正文:
# # # # #

前言
在Android Q上,google为了加快应用的启动速度。在zygote fork阶段,采用了线程池的方式,来加快fork的过程。
首先,如果让我们自己做,肯定会选择java的线程池模型,先创建N个进程,当需要fork的时候,取出来一个来bindapplication,同时进行补充进程池。
但是google的做法并不是这样,google的思路是:同时fork N个进程,监听同一个socket fd,当收到消息的时候,只有一个进程会被唤醒,来处理这个消息。google利用了这样的一个机制,来进行进程池的处理。
流程
首先先来一个流程图来概览一下,本文基于Android Q。
简述一下就是:
- system_server 向 usap_pool_primary的socket发送信息。
- zygote fork了N个进程监听 usap_pool_primary的socket。
- 当usap_pool_primary收到消息后,唤醒其中一个来处理对应的操作。
system_server中的流程
我们都知道,Android中的进程启动其实都是activity或者是service,或者是contentprovider,入口都是在ProcessList中
// frameworks/base/services/core/java/com/android/server/am/ProcessList.java
private Process.ProcessStartResult startProcess(HostingRecord hostingRecord, String entryPoint,
ProcessRecord app, int uid, int[] gids, int runtimeFlags, int zygotePolicyFlags,
int mountExternal, String seInfo, String requiredAbi, String instructionSet,
String invokeWith, long startTime) {
...

# # # # #

提供的行:
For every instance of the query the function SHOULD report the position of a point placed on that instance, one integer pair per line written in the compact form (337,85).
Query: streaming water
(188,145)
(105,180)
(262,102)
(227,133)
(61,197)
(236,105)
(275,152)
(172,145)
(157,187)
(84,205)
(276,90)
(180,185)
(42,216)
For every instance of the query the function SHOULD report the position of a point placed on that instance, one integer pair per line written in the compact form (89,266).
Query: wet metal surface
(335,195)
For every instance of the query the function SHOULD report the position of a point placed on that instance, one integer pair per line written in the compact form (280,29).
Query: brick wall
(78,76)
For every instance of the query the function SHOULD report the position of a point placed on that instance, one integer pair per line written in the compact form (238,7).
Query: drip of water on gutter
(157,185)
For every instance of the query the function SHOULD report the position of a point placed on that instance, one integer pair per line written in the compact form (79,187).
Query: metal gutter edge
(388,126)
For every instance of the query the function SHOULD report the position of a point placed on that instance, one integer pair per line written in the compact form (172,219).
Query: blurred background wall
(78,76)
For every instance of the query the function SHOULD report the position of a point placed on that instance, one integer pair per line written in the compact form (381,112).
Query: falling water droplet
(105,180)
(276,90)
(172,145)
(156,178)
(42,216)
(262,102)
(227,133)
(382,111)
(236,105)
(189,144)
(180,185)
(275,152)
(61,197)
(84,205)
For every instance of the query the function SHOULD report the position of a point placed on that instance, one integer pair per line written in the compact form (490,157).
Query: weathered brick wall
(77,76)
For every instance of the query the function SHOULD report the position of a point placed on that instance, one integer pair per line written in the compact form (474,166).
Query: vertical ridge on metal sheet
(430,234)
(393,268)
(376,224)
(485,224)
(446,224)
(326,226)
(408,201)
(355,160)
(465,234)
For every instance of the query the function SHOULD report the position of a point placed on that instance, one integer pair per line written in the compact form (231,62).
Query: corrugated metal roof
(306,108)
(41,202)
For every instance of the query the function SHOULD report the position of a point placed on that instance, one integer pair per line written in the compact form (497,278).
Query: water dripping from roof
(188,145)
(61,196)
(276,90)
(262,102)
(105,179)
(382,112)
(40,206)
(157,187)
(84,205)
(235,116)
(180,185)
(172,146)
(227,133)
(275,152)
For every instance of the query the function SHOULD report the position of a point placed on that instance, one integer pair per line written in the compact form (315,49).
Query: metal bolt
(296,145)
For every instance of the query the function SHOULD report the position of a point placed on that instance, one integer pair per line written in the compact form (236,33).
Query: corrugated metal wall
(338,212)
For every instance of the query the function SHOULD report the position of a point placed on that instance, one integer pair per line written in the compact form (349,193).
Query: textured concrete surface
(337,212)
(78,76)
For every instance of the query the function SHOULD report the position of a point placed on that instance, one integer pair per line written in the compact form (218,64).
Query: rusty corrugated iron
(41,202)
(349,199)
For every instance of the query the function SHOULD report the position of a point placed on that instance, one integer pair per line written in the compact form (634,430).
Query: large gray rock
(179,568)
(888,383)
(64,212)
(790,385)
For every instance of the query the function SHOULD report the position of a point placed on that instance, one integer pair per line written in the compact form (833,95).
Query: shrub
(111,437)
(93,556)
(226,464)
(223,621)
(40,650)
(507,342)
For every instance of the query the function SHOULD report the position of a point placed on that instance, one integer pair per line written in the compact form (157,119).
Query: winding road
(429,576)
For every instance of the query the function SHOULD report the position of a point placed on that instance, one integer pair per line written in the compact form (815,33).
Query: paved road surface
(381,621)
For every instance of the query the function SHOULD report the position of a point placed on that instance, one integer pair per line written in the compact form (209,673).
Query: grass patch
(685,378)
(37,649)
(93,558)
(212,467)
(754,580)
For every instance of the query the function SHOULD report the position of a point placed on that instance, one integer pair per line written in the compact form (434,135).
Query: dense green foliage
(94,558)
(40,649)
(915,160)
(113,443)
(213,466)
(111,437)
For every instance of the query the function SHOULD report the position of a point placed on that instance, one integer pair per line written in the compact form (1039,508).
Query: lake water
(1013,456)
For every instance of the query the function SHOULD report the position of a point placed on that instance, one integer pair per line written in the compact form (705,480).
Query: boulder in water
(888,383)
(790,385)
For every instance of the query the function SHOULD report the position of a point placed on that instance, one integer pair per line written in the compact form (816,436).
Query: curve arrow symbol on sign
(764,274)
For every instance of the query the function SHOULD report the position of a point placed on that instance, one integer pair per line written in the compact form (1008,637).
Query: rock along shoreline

# # # # #

任务目标 1: 根据正文,Android Q 为什么在 zygote fork 阶段改用线程池的方式?请用一到三句话回答。
任务目标 2: 请打印正文中的一段原文:从含有“首先,如果让我们自己做,肯定”的地方开始,到“首先先来一个流程图来概览一下,本文基于Android Q。”为止。

任务输出 1: Google 这样做是为了加快应用的启动速度,用线程池的方式来加快 fork 的过程。具体做法是同时 fork N 个进程监听同一个 socket fd,收到消息时只唤醒其中一个进程来处理。

任务输出 2:
首先,如果让我们自己做,肯定会选择java的线程池模型,先创建N个进程,当需要fork的时候,取出来一个来bindapplication,同时进行补充进程池。
但是google的做法并不是这样,google的思路是:同时fork N个进程,监听同一个socket fd,当收到消息的时候,只有一个进程会被唤醒,来处理这个消息。google利用了这样的一个机制,来进行进程池的处理。
流程
首先先来一个流程图来概览一下,本文基于Android Q。